-- The input follows --

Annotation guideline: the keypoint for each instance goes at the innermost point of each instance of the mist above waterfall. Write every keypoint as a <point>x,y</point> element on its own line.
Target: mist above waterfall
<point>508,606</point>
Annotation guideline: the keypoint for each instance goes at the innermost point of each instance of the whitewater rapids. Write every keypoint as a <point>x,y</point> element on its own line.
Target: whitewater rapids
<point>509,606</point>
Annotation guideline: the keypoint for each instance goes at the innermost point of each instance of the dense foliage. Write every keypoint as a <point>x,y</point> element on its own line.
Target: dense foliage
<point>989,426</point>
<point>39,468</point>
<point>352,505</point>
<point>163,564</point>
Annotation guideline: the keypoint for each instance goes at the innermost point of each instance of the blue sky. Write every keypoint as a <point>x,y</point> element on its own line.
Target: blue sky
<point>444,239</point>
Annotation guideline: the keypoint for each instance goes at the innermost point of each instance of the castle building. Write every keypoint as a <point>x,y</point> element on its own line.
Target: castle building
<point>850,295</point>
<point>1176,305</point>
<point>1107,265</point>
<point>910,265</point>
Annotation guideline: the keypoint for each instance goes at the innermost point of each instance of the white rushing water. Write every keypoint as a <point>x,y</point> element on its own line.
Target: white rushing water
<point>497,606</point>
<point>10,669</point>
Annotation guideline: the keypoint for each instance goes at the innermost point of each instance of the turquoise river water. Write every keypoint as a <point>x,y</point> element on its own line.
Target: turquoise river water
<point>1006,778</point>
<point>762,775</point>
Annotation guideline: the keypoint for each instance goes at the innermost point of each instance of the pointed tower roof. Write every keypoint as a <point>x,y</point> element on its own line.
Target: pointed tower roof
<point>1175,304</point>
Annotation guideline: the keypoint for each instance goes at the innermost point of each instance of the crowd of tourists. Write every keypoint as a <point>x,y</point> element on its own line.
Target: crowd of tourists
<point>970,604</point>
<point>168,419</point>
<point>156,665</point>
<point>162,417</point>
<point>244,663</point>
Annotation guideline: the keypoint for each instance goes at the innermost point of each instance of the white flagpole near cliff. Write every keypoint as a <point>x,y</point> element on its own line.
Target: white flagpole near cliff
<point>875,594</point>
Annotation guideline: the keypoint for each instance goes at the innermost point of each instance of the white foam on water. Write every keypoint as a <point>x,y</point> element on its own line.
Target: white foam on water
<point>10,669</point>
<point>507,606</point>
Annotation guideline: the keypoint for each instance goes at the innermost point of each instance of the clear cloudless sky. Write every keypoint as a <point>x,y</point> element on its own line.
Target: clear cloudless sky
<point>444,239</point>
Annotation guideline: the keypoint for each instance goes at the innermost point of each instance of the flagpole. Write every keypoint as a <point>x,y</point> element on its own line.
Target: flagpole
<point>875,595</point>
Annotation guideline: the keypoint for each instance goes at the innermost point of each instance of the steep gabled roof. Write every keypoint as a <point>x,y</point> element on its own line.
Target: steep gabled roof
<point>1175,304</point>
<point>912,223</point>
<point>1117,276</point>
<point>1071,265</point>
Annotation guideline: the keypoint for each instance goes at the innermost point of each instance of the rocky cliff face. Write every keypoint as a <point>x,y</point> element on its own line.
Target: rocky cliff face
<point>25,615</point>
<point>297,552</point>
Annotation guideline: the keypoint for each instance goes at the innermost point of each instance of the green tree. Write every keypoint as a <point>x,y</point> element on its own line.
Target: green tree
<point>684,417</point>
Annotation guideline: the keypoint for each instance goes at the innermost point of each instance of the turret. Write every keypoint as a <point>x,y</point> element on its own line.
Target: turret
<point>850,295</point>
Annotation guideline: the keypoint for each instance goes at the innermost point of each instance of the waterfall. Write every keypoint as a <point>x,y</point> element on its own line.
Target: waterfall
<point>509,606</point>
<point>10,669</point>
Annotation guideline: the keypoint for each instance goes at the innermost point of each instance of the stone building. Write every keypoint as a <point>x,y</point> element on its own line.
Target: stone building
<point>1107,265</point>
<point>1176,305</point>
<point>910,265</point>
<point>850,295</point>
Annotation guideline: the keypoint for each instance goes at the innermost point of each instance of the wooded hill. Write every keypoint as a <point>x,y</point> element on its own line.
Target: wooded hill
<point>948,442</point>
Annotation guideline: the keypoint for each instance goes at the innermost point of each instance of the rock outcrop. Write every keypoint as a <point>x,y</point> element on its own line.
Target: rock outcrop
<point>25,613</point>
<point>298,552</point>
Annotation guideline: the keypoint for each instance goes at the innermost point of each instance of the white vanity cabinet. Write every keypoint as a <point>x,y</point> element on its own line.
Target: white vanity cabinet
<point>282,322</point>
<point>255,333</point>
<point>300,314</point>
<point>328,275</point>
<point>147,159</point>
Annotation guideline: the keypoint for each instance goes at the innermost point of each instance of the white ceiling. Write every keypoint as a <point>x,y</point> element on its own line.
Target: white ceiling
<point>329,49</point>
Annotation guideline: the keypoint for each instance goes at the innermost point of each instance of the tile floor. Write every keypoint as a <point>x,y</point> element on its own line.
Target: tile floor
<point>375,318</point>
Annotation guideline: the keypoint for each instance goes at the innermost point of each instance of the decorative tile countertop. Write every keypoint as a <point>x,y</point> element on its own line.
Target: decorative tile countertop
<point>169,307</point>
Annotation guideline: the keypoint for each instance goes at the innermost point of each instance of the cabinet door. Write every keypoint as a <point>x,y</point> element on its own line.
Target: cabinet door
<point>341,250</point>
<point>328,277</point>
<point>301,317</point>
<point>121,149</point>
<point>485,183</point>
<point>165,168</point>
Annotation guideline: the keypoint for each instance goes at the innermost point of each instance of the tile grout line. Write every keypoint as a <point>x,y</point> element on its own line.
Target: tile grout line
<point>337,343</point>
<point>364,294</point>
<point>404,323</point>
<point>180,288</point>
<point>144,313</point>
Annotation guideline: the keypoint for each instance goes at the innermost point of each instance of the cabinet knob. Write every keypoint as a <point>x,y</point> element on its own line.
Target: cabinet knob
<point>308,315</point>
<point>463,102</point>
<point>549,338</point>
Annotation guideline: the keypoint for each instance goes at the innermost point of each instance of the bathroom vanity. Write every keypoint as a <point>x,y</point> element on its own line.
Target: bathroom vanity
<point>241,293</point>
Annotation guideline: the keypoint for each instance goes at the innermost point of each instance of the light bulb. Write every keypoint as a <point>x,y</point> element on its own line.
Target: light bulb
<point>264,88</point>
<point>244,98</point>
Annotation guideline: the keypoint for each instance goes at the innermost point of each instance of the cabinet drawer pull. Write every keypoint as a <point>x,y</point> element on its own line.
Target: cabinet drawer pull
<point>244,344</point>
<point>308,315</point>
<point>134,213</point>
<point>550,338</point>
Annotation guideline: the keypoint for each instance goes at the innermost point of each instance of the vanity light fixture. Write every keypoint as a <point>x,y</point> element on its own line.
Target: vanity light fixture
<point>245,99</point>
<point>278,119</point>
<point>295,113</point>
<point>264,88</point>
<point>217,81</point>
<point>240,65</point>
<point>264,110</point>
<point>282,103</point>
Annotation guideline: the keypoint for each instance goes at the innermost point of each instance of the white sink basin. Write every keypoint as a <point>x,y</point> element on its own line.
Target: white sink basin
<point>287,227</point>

-- The input concluded --

Task statement: Please set down all the data word for word.

Solution to the problem:
Annotation guideline: the keypoint for each instance goes at the innermost point of each instance of the mist above waterfall. Write every keypoint as a <point>x,y</point> element on its own line.
Target: mist above waterfall
<point>508,606</point>
Annotation guideline: the keypoint for each instance goes at the innermost point of each instance of the whitewater rapids. Write every keypoint as a <point>x,y</point> element on its own line.
Target: whitewater rapids
<point>509,606</point>
Annotation guideline: the keypoint for each instance goes at the innermost point of each instance of the dense foliage. Write every keypoint as a <point>x,y</point> element on its own line.
Target: dense foliage
<point>989,426</point>
<point>39,468</point>
<point>352,505</point>
<point>163,564</point>
Annotation guideline: the keypoint for each instance goes at the innermost point of each instance of the blue sky. Write every keypoint as a <point>x,y</point> element on its own line.
Target: blue sky
<point>444,239</point>
Annotation guideline: the keypoint for each instance goes at the innermost point of each instance of the castle building. Write every keypoint as a <point>x,y</point> element on its own line.
Target: castle building
<point>850,295</point>
<point>1176,305</point>
<point>1107,265</point>
<point>910,265</point>
Annotation guideline: the keypoint for each instance goes at the innermost point of each instance of the white rushing water. Write every keypoint as a <point>x,y</point> element on its own line.
Target: white rushing water
<point>497,606</point>
<point>10,669</point>
Annotation guideline: the keypoint for each instance goes at the innermost point of each instance of the turquoise river water. Write every keypoint as a <point>x,y</point> element on its own line.
Target: turquoise river water
<point>1006,778</point>
<point>762,775</point>
Annotation guideline: the keypoint for each instance goes at the innermost point of each instance of the pointed tower roof. Write every keypoint as a <point>x,y</point> element on its own line.
Target: pointed tower roof
<point>1175,304</point>
Annotation guideline: the keypoint for each instance goes at the innermost point of each instance of the crowd of tourists. Write every keypoint as a <point>x,y</point> element on its own line.
Target: crowd of tourists
<point>970,604</point>
<point>168,419</point>
<point>156,665</point>
<point>162,417</point>
<point>244,663</point>
Annotation guideline: the keypoint for each instance goes at the innermost point of each instance of the white flagpole near cliff. Write every keypoint as a <point>x,y</point> element on its own line.
Target: white flagpole near cliff
<point>875,594</point>
Annotation guideline: the keypoint for each instance goes at the innermost point of each instance of the white foam on water. Write every keypoint as a <point>x,y</point> element on its own line.
Target: white foam on water
<point>10,669</point>
<point>507,606</point>
Annotation guideline: the keypoint for each instance goes at the innermost point of each instance of the clear cloudless sky. Write every keypoint as a <point>x,y</point> element on its own line.
Target: clear cloudless sky
<point>444,239</point>
Annotation guideline: the keypoint for each instance goes at the innermost point of each instance of the flagpole. Write every keypoint as a <point>x,y</point> element on its own line.
Target: flagpole
<point>875,595</point>
Annotation guideline: the keypoint for each instance goes at the innermost point of each instance of the steep gabled roof. Write every keypoint as a <point>x,y</point> element on its own line.
Target: steep gabled roof
<point>1175,304</point>
<point>912,223</point>
<point>1117,276</point>
<point>1071,265</point>
Annotation guideline: the keypoint for each instance goes at the innermost point of each instance of the rocky cliff face. Write every keypoint as a <point>x,y</point> element on its own line.
Target: rocky cliff face
<point>25,615</point>
<point>297,552</point>
Annotation guideline: the keypoint for each instance goes at the innermost point of each instance of the green tree. Write every keypoint as a <point>x,y</point> element on its own line.
Target: green tree
<point>684,417</point>
Annotation guideline: the keypoint for each instance goes at the innermost point of each instance of the turret. Write every keypoint as a <point>x,y</point> element on its own line.
Target: turret
<point>850,295</point>
Annotation guideline: the keypoint for each instance goes at the innermost point of each instance of the waterfall. Write every keypoint as a <point>x,y</point> element on its own line.
Target: waterfall
<point>509,606</point>
<point>10,669</point>
Annotation guideline: the keypoint for each instance goes at the innermost point of each instance of the stone building. Write every keypoint as a <point>x,y</point> element on its own line.
Target: stone building
<point>1107,265</point>
<point>1176,305</point>
<point>910,265</point>
<point>850,295</point>
Annotation guideline: the keypoint for each instance goes at the innermost point of each instance of the wooded hill. Write every keypoint as a <point>x,y</point> element on its own line.
Target: wooded hill
<point>948,442</point>
Annotation guideline: the keypoint for each instance goes at the innermost point of each instance of the rock outcrop. Write every keypoint as a <point>x,y</point> element on its own line.
Target: rock outcrop
<point>25,613</point>
<point>298,552</point>
Annotation guideline: the keypoint for each instance goes at the innermost point of each instance of the white vanity cabinet. Write every keypoint as a <point>x,y</point> element on its own line.
Target: white vanity cabinet
<point>282,322</point>
<point>255,333</point>
<point>300,314</point>
<point>328,275</point>
<point>147,159</point>
Annotation guideline: the keypoint for each instance goes at the innermost point of each instance of the white ceiling. Write every keypoint as a <point>x,y</point> element on its own line.
Target: white ceiling
<point>329,49</point>
Annotation guideline: the keypoint for each instance goes at the innermost point of each instance of the tile floor. Write every keypoint as a <point>x,y</point> element on its own line.
Target: tile floor
<point>375,318</point>
Annotation guideline: the keypoint for each instance goes at the innermost point of each instance of the decorative tile countertop. Write every keypoint as a <point>x,y</point> element on its own line.
Target: decorative tile countertop
<point>169,307</point>
Annotation guideline: the keypoint for each instance goes at the innermost point of each instance of the cabinet door. Write every keypoint as a <point>x,y</point> element on its own line.
Target: cabinet door
<point>341,250</point>
<point>328,277</point>
<point>301,317</point>
<point>121,149</point>
<point>485,183</point>
<point>165,168</point>
Annotation guideline: the keypoint for each instance goes at the innermost point of each instance of the tile grout line. Write every keypoint as a <point>x,y</point> element on its own line.
Target: tile grout line
<point>337,343</point>
<point>364,294</point>
<point>404,323</point>
<point>180,288</point>
<point>144,313</point>
Annotation guideline: the keypoint for each instance goes at the innermost point of each instance of the cabinet knob. Write every keypoint as a <point>x,y</point> element on its own line.
Target: cabinet knob
<point>308,315</point>
<point>463,102</point>
<point>549,338</point>
Annotation guideline: the keypoint for each instance goes at the innermost point of each instance of the bathroom vanity. Write every keypoint as a <point>x,y</point> element on its own line.
Target: bathroom vanity
<point>241,293</point>
Annotation guideline: the keypoint for each instance goes at the innermost point of each instance of the light bulb. Write every keypoint as a <point>x,y</point> element on its own line.
Target: light bulb
<point>264,88</point>
<point>244,98</point>
Annotation guideline: the keypoint for each instance goes at the innermost point of each instance of the cabinet drawer pull. Write every keypoint as a <point>x,y</point> element on its own line.
Target: cabinet drawer pull
<point>244,344</point>
<point>308,315</point>
<point>134,213</point>
<point>550,338</point>
Annotation guideline: the keypoint for each instance goes at the innermost point of each instance of the vanity light fixture. Write every keypoint as a <point>x,y</point> element on its own line.
Target: vanity light fixture
<point>245,99</point>
<point>278,119</point>
<point>295,113</point>
<point>264,88</point>
<point>217,81</point>
<point>240,65</point>
<point>264,110</point>
<point>282,103</point>
Annotation guideline: the keypoint for each instance goes at the innermost point of each instance of the white sink basin. Write every keypoint as a <point>x,y</point> element on its own line.
Target: white sink basin
<point>287,227</point>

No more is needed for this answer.